Nothing but the lines from the one containing "locate | one dot per instance of the whole" through the end of the entries below should be set down, each exactly as written.
━━━━━━━━━━━━━━━━
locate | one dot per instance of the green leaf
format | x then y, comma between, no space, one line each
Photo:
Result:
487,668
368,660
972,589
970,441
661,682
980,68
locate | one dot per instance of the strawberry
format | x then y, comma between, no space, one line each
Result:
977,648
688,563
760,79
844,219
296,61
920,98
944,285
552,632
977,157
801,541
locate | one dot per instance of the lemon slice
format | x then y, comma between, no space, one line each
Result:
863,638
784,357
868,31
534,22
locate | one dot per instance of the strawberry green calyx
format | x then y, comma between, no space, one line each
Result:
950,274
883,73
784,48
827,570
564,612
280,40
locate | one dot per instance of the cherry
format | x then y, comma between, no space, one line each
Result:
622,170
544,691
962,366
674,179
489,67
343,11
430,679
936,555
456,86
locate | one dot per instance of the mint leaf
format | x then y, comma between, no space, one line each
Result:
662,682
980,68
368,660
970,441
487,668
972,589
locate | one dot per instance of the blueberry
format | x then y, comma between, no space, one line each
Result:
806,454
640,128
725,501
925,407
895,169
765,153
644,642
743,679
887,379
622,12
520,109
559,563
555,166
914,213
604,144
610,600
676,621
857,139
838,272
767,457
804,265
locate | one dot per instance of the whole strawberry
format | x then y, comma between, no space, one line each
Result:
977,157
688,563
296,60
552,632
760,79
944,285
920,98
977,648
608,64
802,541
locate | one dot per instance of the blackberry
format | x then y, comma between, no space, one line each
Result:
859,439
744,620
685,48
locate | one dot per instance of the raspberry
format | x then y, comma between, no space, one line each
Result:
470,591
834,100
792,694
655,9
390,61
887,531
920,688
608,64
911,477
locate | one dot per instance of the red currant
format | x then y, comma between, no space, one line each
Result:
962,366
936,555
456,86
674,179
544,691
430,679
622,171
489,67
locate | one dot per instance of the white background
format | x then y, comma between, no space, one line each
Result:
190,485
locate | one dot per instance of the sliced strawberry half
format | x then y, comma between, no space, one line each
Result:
━━━━━━━━━━━━━━━━
> _Answer space_
locate | one dot per instance of the whole strawberry
format | x then y, comma between, no space, one line each
Result:
977,157
688,563
296,60
552,632
760,79
944,285
920,98
977,648
608,64
802,541
locate | one dot per instance of the blackberry
format | x then y, comma between, no space, one line each
Result:
859,439
744,620
685,48
locate | one dot per instance of the raspberry
format | x then y, comma between, no space, one line each
Result:
470,591
834,100
792,694
655,9
390,61
887,531
920,688
608,64
911,477
locate | one dot per instance of the red currant
format | x then y, comma between, no space, one line each
Result:
962,366
936,555
456,86
674,179
544,691
430,679
622,171
489,67
locate | one dot per instance of the white background
format | x then y, comma between, no space, one line each
Result:
190,485
locate | one dot per instance of the sliced strawberry half
format | x then y, comma between, no space, one line each
Result:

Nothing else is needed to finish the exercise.